Records supplied:

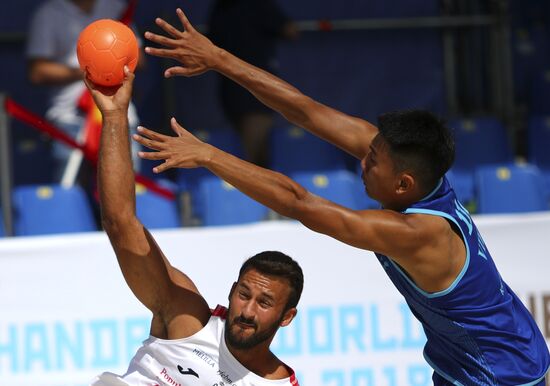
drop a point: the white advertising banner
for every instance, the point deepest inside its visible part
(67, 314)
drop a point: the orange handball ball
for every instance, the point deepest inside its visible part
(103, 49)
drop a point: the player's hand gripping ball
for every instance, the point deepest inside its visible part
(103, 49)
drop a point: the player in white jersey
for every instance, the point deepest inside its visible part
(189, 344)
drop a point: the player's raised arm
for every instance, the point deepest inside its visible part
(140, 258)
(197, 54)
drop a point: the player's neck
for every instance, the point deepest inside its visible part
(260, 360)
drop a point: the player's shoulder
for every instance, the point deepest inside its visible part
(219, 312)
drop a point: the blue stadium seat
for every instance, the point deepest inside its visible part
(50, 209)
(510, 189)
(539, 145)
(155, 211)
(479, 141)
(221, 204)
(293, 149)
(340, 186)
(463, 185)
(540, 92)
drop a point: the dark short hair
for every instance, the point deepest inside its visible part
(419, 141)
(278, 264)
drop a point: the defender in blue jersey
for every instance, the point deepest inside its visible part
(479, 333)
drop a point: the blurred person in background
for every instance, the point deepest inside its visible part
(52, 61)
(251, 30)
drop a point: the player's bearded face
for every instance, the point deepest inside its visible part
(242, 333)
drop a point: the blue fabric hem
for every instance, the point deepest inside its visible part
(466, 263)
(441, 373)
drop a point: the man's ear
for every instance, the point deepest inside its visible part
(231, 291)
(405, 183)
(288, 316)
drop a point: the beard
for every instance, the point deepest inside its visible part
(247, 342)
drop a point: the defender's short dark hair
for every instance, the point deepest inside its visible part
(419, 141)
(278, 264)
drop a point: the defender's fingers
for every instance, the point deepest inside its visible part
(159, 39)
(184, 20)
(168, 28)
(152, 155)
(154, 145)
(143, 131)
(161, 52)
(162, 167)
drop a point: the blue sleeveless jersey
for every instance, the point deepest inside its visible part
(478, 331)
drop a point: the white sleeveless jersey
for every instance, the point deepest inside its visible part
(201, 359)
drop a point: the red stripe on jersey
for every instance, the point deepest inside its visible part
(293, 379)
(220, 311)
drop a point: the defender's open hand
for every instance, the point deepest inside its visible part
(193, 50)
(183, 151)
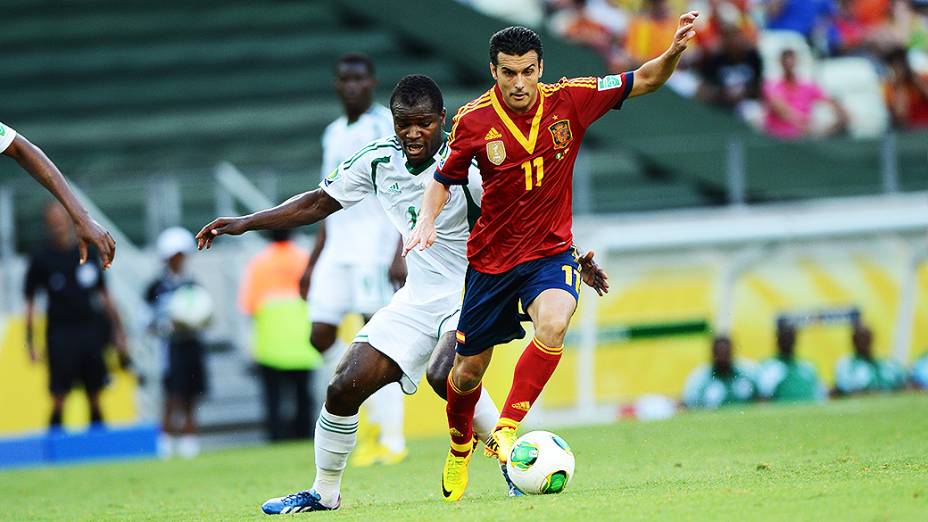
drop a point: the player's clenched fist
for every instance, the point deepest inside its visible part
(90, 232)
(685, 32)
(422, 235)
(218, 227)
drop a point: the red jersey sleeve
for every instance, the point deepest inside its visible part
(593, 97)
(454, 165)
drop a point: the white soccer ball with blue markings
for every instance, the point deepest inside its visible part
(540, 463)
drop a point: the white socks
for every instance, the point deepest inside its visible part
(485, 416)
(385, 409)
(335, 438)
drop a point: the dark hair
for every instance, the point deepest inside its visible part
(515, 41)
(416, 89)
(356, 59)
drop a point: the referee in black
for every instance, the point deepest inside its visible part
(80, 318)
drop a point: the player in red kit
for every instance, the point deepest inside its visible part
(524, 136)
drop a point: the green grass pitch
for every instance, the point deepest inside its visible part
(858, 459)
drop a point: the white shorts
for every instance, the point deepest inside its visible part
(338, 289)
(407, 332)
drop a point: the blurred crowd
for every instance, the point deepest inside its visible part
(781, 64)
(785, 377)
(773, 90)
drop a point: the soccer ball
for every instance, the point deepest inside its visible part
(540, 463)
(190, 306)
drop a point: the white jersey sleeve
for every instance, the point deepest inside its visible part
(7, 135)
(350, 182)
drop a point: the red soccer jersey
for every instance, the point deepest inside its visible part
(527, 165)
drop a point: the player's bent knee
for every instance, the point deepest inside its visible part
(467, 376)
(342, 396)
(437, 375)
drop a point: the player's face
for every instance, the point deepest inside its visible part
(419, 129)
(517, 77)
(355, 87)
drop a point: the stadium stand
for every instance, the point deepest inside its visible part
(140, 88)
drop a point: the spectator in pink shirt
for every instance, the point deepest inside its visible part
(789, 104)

Exercise details:
Images in the records should not be copied. Repeat all the rest exactly.

Written response:
drop a point: the white advertising banner
for every instance, the point deepest inside its visible part
(67, 314)
drop a point: the orange handball ball
for every instance, the point deepest inside its visible part
(103, 49)
drop a point: the player's hand gripping ball
for every instance, the point deepest inside its visible part
(103, 49)
drop a point: the player in white jersey
for every instance, the point deepest inside its visible part
(189, 344)
drop a point: the player's raised arm
for every instance, the point deepest inside its visible part
(140, 258)
(197, 54)
drop a point: the player's neck
for every instance, the point deepest inside its visible part
(260, 360)
drop a point: the player's shoulder
for every instance, the point deepest inside its visible part
(219, 312)
drop a point: the blue stadium seat
for every instance, the point deepest inside its visible part
(50, 209)
(510, 189)
(539, 145)
(155, 211)
(479, 141)
(221, 204)
(293, 149)
(340, 186)
(463, 185)
(540, 92)
drop a point: the dark short hair
for every instance, the point deepest inside its visible part
(419, 141)
(278, 264)
drop a point: the defender in blue jersey
for every instance, the point deepest inside its visible part
(479, 333)
drop a point: the blurred person in background
for every instance, the point deepest inside its visible part
(52, 61)
(251, 30)
drop a point: the player's bearded face
for every instance, the point deepest inside its visible part
(242, 333)
drop a point: the blue fabric hem
for every instance, the point deepest inside its visible part
(466, 263)
(441, 373)
drop a point: the man's ear
for every instance, the point deepest inside its visible part
(231, 291)
(405, 183)
(288, 316)
drop a point: the beard
for every instance, the point deepest inside its visible part
(247, 342)
drop a point: the defender's short dark hair
for every instance, the point deepest inside its visible part
(419, 141)
(278, 264)
drop a point: the defender's fingers
for every instance, the point deepest inside its visible part
(159, 39)
(184, 20)
(168, 28)
(152, 155)
(154, 145)
(143, 131)
(161, 52)
(162, 167)
drop a point: the blue sleeveless jersey
for every instance, the point deepest inside its visible part
(478, 331)
drop a point: the white sleeveless jersey
for every instance, the point deepest inside its visible part
(201, 359)
drop a point: the red stripe on jersey
for every instance, the point deepest inside its visible part
(293, 379)
(220, 311)
drop a point: the defender's open hand
for every instance, the point deepest inside its visible part
(193, 50)
(183, 151)
drop a point: the player's clenched fist
for every instance, the point deepest inside its visible part
(90, 232)
(685, 32)
(422, 235)
(218, 227)
drop a point: the red jersey sleeve
for every instance, the point deepest inside its visible part
(593, 97)
(454, 165)
drop a point: the white soccer ball with blue markings
for every instance, the point deepest inside its visible part
(540, 463)
drop a point: the white socks
for every instance, the point deepest inside its visible part
(485, 416)
(385, 409)
(335, 438)
drop a point: the dark hair
for every instance, the point deepest inside its visible part
(515, 41)
(416, 89)
(356, 59)
drop a point: the referee in black
for every instance, the point deepest inside its visible part
(80, 318)
drop a point: the player in red kit
for every instance, the point deepest inside its visible part
(524, 136)
drop a point: the green grass pitch
for every instance, the point deepest inside its visible part
(858, 459)
drop a point: the white shorts
for every instance, the point deepest inside its visible part
(338, 289)
(407, 332)
drop a point: the blurred crowd
for every instance, the point deepest inside its visible part
(781, 64)
(785, 377)
(773, 90)
drop a point: the soccer ball
for every instance, the point deepest inside its visible part
(540, 463)
(190, 306)
drop a point: the white jersey sleeve
for every instance, the point deepest inside its visible part
(7, 135)
(350, 182)
drop a point: the red soccer jersey
for every instance, the point deepest inside its visible part
(527, 165)
drop a point: the player's bent knee
for every instance, the point deepest inside its visible part
(467, 376)
(342, 396)
(437, 375)
drop a point: the player's face
for every instance, the point deepest inside its visible part
(419, 129)
(517, 77)
(355, 87)
drop a point: the stadium stand
for every instance, the point deepest inside its visible part
(140, 88)
drop a point: the spectator in pink shirt
for every instance, the point deepest inside its visible part
(789, 104)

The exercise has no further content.